* begin *

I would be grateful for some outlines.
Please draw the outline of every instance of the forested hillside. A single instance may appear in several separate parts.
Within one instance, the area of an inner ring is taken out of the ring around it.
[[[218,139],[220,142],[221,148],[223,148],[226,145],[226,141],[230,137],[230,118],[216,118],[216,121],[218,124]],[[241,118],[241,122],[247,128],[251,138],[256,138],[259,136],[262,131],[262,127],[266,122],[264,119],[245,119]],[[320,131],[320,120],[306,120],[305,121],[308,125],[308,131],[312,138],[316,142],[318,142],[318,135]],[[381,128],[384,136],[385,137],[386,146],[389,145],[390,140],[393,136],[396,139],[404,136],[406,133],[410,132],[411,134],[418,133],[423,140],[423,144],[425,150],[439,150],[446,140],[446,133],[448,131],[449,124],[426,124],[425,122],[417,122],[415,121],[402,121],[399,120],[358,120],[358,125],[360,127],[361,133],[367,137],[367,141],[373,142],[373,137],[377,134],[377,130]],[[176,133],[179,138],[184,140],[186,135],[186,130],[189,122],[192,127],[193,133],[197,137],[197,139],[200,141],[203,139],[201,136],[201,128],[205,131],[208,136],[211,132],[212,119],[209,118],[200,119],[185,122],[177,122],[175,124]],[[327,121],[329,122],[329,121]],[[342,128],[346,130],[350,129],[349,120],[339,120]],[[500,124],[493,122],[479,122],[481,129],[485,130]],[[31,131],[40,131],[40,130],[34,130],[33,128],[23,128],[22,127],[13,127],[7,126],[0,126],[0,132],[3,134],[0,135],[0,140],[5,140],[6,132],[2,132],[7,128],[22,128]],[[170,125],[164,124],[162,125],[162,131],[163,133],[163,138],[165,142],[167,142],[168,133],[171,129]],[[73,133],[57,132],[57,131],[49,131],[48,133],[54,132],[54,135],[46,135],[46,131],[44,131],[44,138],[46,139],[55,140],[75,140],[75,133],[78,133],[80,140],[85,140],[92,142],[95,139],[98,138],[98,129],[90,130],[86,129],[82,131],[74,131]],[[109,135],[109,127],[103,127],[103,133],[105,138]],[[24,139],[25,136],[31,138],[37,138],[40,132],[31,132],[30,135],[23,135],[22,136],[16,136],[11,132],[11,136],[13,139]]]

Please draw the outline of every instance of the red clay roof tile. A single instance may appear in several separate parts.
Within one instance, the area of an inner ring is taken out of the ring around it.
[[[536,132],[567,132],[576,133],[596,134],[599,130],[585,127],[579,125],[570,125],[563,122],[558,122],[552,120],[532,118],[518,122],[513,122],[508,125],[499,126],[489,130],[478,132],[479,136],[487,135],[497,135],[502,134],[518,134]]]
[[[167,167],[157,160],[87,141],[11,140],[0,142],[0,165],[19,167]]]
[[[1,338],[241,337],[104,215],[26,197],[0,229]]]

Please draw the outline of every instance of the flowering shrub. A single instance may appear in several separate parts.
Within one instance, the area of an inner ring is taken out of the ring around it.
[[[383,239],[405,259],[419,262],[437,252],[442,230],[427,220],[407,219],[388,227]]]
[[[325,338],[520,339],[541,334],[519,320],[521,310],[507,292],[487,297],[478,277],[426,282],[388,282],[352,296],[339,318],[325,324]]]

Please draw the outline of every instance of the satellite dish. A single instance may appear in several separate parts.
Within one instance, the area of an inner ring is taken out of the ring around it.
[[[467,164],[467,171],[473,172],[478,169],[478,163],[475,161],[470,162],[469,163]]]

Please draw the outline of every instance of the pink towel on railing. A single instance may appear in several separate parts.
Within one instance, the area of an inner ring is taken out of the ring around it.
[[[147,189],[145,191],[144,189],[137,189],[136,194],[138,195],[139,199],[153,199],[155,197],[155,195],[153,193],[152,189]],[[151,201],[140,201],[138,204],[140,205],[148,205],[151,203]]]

* end *

EXERCISE: Give back all of the data above, line for line, with nothing changed.

EXERCISE RESULT:
I would be grateful for some outlines.
Please draw the outline of every instance of the forested hillside. A single instance may appear in several separate parts.
Within one instance, the area of an inner ring is taken out of the ring around it.
[[[218,139],[220,142],[221,148],[223,148],[226,145],[226,141],[230,137],[230,118],[216,118],[216,121],[218,124]],[[241,118],[241,122],[247,128],[251,138],[256,138],[259,136],[262,131],[262,127],[266,122],[264,119],[245,119]],[[320,131],[320,120],[306,120],[305,121],[308,125],[308,131],[312,138],[316,142],[318,142],[318,135]],[[381,128],[384,136],[385,137],[386,146],[389,145],[390,140],[393,136],[396,139],[404,136],[406,133],[410,132],[411,134],[418,133],[423,140],[423,144],[425,150],[439,150],[446,140],[446,133],[448,131],[449,124],[426,124],[425,122],[417,122],[415,121],[402,121],[399,120],[358,120],[358,125],[360,127],[361,133],[367,137],[367,141],[373,142],[373,137],[377,134],[377,130]],[[176,133],[179,138],[184,140],[186,135],[186,130],[189,122],[192,127],[193,133],[197,137],[197,139],[200,141],[203,139],[201,136],[201,128],[205,131],[208,136],[211,132],[212,119],[209,118],[200,119],[185,122],[177,122],[175,124]],[[327,121],[329,122],[329,121]],[[342,128],[346,130],[350,129],[349,120],[339,120]],[[500,124],[493,122],[479,122],[481,129],[485,130]],[[31,131],[40,131],[40,130],[34,130],[33,128],[23,128],[22,127],[13,127],[7,126],[0,126],[0,132],[3,134],[0,135],[0,140],[5,140],[6,132],[2,132],[7,128],[22,128]],[[170,125],[164,124],[162,125],[162,131],[163,133],[163,138],[165,142],[167,142],[168,133],[171,129]],[[73,133],[57,132],[57,131],[49,131],[48,133],[54,132],[54,135],[46,135],[46,131],[44,131],[44,138],[46,139],[55,140],[75,140],[75,133],[78,133],[80,140],[85,140],[92,142],[95,139],[98,138],[98,129],[90,130],[86,129],[82,131],[74,131]],[[109,135],[109,127],[103,127],[103,133],[105,138]],[[24,139],[25,136],[31,138],[37,138],[40,132],[31,132],[30,135],[23,135],[22,136],[16,136],[11,132],[11,136],[13,139]]]

Please draw the outline of every instance of the red clay roof tile. A single instance may appear in several separate parts.
Within one instance, the area of an inner ring is taken out of the ring around it.
[[[536,132],[567,132],[576,133],[596,134],[599,130],[585,127],[579,125],[570,125],[563,122],[558,122],[552,120],[532,118],[518,122],[513,122],[508,125],[499,126],[489,130],[478,132],[479,136],[487,135],[497,135],[502,134],[518,134]]]
[[[167,167],[157,160],[87,141],[11,140],[0,142],[0,165],[19,167]]]
[[[1,338],[241,337],[104,215],[26,197],[0,229]]]

Please draw the outline of every instance of the flowering shrub. A single instance may appear in several separate parts.
Within one instance, the area of an inner ring is taken out of the ring around it.
[[[383,239],[405,259],[419,262],[437,252],[442,230],[427,220],[407,219],[388,227]]]
[[[325,338],[520,339],[541,334],[519,320],[521,310],[507,292],[487,297],[478,277],[426,282],[388,282],[352,296],[339,318],[325,324]]]

Please draw the outline of every instance of the satellite dish. A single instance may appear in several separate parts.
Within one instance, the area of an inner ring is taken out of the ring around it.
[[[467,164],[467,171],[473,172],[478,169],[478,163],[475,161],[470,162],[469,163]]]

Please draw the outline of every instance of the pink towel on railing. A single instance may appear in several separate parts.
Within one instance, the area of an inner ring is taken out of the ring around it.
[[[147,189],[145,191],[144,189],[137,189],[136,194],[138,195],[139,199],[153,199],[155,197],[155,195],[153,193],[152,189]],[[151,201],[140,201],[138,204],[140,205],[148,205],[151,203]]]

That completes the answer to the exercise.